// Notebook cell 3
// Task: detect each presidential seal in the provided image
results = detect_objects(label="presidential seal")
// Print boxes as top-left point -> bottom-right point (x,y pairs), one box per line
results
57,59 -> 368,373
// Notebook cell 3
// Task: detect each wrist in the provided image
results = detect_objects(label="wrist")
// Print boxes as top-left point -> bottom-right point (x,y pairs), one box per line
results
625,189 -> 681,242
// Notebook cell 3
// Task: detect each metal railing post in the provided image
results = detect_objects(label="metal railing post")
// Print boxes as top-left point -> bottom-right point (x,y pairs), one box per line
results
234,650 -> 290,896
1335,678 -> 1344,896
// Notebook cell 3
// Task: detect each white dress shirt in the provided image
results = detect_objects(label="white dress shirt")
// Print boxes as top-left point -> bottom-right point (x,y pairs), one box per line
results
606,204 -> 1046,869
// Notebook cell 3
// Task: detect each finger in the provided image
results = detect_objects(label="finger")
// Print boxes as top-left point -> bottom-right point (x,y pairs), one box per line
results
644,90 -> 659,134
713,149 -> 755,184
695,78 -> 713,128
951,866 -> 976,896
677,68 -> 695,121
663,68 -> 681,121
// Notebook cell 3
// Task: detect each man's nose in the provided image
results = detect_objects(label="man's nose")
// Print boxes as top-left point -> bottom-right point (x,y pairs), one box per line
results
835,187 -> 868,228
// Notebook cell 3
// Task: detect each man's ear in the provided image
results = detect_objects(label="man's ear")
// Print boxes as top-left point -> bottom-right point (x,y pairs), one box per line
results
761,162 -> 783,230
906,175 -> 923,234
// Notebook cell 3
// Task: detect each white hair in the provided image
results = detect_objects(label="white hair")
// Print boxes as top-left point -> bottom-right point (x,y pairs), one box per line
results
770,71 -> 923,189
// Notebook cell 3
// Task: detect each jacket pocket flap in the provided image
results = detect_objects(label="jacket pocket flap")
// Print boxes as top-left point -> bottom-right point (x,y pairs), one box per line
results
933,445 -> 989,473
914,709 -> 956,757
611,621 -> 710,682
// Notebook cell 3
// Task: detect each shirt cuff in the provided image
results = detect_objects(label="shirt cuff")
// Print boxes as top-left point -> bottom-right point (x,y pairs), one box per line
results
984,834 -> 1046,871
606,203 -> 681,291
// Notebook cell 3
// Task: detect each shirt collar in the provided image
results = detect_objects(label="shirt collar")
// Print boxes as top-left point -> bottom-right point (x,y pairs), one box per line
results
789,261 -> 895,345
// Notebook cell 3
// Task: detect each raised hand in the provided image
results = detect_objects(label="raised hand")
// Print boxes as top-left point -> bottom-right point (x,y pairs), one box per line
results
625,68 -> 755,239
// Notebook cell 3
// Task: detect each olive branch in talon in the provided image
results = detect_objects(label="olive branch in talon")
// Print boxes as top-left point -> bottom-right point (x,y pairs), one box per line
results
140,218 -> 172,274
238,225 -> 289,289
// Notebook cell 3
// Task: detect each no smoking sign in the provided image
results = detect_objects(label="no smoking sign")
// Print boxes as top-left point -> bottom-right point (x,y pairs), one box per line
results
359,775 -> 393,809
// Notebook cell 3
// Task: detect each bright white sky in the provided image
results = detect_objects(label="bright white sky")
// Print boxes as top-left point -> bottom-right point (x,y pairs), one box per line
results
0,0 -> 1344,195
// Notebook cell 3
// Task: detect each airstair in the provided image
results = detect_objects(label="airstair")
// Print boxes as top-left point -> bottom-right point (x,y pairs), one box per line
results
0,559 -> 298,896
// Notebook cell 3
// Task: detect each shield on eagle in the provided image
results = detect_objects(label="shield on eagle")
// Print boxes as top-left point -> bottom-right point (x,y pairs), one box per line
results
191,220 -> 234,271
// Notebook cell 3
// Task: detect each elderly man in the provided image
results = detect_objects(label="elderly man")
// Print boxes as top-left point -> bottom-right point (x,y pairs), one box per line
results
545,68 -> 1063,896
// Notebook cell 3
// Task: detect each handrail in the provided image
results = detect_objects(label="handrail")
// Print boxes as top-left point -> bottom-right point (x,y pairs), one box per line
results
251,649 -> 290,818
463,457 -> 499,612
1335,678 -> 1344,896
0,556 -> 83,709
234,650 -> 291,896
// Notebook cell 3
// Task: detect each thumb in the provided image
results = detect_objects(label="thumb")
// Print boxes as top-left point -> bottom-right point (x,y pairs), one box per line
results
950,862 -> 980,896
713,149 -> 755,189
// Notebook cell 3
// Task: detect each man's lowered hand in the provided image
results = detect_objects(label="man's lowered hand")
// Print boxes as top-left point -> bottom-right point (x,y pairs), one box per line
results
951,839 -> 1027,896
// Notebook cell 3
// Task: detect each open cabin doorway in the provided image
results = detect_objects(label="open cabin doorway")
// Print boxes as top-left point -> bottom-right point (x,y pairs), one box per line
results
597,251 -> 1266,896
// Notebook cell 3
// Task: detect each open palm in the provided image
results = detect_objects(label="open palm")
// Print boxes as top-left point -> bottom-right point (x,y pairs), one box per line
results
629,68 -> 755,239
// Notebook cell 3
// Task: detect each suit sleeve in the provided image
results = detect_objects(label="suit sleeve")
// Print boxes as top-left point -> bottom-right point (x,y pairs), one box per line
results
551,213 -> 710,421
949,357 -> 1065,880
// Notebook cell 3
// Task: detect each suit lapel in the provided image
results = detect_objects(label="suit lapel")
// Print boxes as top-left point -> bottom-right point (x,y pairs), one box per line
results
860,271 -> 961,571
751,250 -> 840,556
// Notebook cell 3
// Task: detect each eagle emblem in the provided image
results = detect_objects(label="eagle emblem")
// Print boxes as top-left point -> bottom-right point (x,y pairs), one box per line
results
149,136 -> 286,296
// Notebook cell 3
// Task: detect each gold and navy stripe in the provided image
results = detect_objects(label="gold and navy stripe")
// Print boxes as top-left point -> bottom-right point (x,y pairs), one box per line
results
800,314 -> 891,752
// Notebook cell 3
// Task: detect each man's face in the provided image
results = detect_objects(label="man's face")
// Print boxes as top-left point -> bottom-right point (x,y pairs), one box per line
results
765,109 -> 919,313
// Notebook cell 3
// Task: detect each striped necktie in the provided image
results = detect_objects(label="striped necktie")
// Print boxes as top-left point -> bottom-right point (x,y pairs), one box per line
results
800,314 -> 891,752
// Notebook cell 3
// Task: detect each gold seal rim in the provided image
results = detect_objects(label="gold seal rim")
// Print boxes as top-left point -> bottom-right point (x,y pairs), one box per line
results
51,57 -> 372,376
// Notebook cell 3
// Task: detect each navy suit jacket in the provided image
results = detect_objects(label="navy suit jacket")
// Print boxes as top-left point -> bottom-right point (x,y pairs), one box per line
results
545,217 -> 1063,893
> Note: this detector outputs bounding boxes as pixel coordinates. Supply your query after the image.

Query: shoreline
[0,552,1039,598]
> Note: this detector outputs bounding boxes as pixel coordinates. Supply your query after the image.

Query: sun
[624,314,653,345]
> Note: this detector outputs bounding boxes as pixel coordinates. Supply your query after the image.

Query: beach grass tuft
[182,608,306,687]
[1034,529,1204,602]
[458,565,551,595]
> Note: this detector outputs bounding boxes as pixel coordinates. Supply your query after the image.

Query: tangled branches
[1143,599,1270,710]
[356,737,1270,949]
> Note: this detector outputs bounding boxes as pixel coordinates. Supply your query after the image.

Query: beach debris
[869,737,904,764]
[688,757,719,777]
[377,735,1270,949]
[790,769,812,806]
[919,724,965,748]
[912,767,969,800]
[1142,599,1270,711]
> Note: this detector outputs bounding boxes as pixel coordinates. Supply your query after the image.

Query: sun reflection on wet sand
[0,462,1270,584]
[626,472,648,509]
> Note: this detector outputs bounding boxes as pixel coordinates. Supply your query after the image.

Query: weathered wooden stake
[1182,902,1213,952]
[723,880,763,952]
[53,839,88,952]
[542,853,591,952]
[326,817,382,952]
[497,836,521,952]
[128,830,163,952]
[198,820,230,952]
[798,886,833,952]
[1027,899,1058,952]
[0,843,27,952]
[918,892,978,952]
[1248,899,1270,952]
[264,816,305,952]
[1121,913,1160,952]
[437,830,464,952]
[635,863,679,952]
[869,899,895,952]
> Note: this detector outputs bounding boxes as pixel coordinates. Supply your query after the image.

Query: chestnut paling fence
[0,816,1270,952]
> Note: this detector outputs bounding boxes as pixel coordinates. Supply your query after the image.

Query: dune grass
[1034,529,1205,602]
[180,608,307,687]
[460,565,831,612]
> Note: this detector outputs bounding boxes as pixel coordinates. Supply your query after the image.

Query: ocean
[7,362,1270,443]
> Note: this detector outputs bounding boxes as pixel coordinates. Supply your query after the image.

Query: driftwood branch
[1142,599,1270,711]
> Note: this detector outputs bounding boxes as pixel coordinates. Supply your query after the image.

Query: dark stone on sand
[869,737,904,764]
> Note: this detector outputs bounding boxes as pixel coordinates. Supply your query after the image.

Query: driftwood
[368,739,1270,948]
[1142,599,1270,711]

**GOAL:**
Could you reproduce the records above word for word, starting with their first line and going on through the line with "663,68 -> 681,121", with that line included?

**CORRECT OUTPUT:**
// Notebook cell 3
// Task: detect each presidential seal in the provided image
results = detect_objects(label="presidential seal")
// Print boxes as top-left point -> bottom-right point (x,y pairs), one box per line
results
57,59 -> 368,373
// Notebook cell 3
// Task: detect each wrist in the provided image
results = detect_objects(label="wrist")
// Print boxes as top-left point -> bottom-right point (x,y pairs), one box per line
results
625,189 -> 681,242
// Notebook cell 3
// Task: detect each metal railing post in the provided image
results = detect_objects(label="metal railing post")
// Print boxes as top-left point -> bottom-right point (x,y pairs), one box per line
results
234,650 -> 290,896
1335,678 -> 1344,896
// Notebook cell 3
// Task: detect each white dress shirt in the provided image
results = detect_objects(label="white dress shirt")
// Print boxes as top-left point -> bottom-right point (x,y pairs), one box per line
results
606,204 -> 1046,869
// Notebook cell 3
// Task: detect each finger in the provided image
results = detect_objects(label="finger")
// Print boxes as top-left point -> bottom-right point (x,y pairs), one box per line
results
644,90 -> 659,134
713,149 -> 755,184
695,78 -> 713,128
951,866 -> 976,896
677,68 -> 695,121
663,68 -> 681,121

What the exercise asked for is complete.